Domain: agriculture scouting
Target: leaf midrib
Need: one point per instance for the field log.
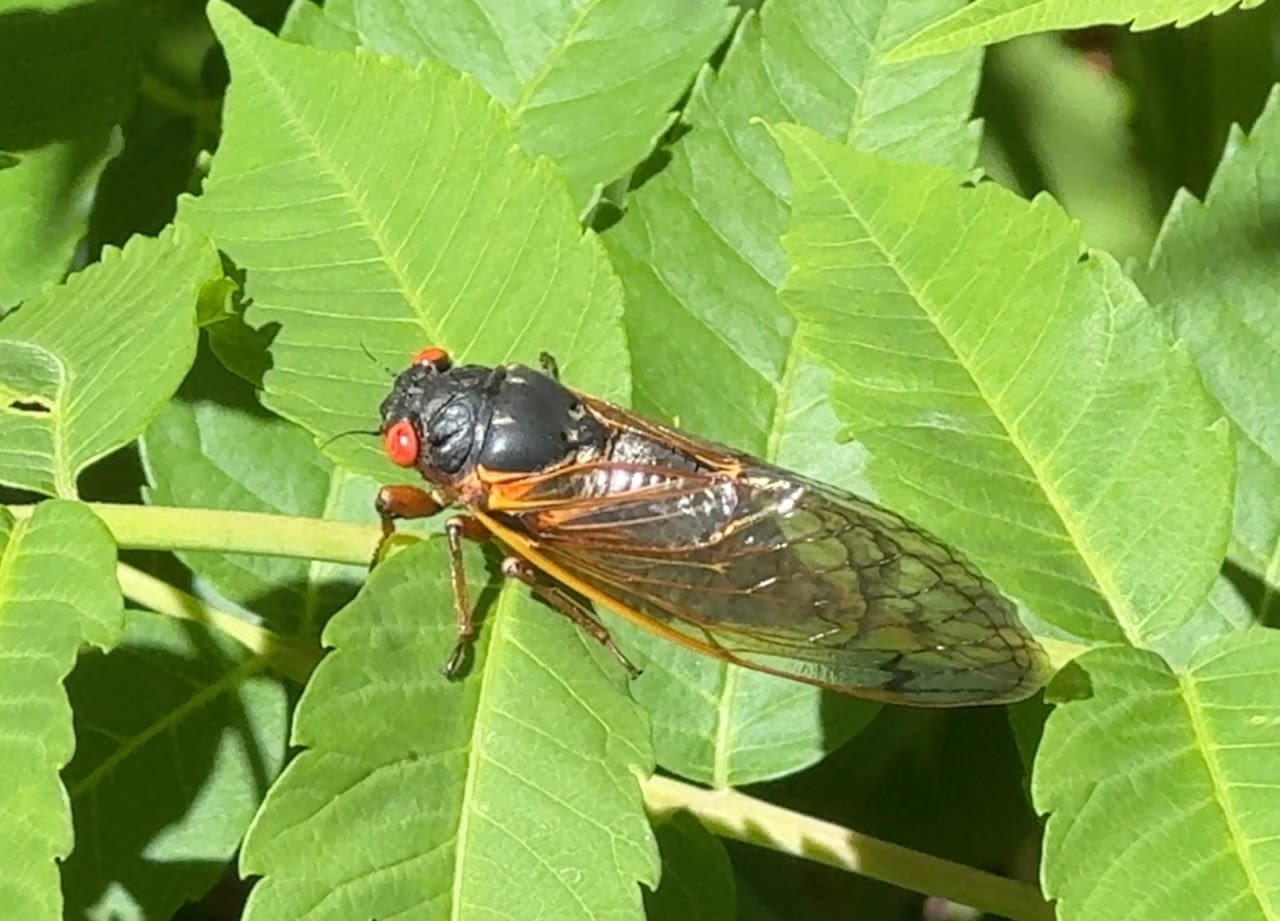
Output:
(398, 271)
(1120, 606)
(1207, 748)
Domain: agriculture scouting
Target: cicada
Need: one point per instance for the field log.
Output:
(698, 543)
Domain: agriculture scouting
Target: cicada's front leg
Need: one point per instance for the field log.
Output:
(402, 502)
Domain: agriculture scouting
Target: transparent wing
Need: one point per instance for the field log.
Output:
(776, 572)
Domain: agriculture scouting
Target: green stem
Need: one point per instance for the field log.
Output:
(163, 527)
(287, 656)
(725, 811)
(741, 818)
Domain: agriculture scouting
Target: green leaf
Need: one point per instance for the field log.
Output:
(1016, 399)
(589, 85)
(696, 876)
(526, 766)
(1166, 768)
(215, 447)
(1212, 276)
(72, 70)
(986, 22)
(85, 366)
(177, 702)
(332, 26)
(45, 204)
(698, 252)
(384, 246)
(58, 590)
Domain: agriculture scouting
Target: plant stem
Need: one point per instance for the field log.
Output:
(725, 811)
(161, 527)
(287, 656)
(741, 818)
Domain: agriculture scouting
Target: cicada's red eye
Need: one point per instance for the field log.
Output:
(401, 444)
(434, 357)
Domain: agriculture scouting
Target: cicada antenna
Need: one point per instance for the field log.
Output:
(350, 431)
(376, 363)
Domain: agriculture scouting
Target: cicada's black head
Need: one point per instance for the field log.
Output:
(446, 421)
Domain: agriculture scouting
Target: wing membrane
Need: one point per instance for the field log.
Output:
(778, 573)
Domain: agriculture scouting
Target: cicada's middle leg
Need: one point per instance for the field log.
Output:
(566, 604)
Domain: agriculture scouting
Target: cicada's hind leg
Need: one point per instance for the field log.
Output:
(401, 502)
(557, 598)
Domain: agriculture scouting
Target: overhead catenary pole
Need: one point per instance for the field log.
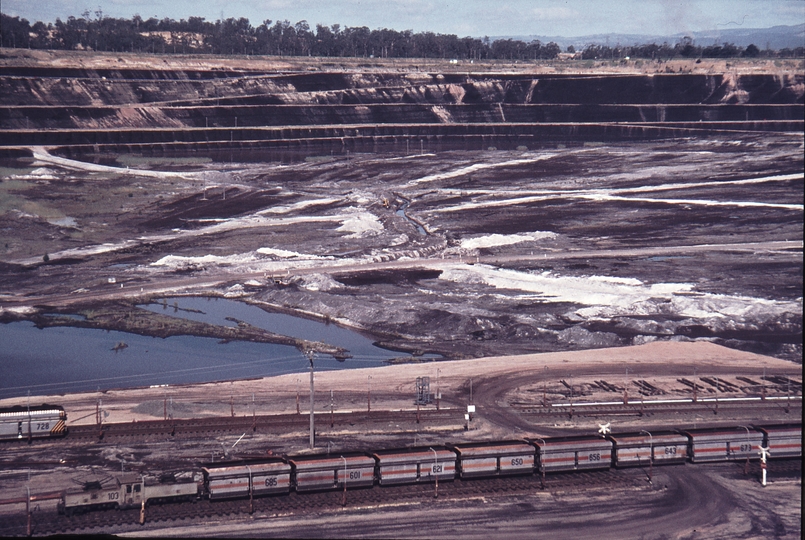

--------------------

• **Written problem**:
State how many lines in the entries contain the word "wing". Reply with the number alone.

• **Answer to this exercise**:
2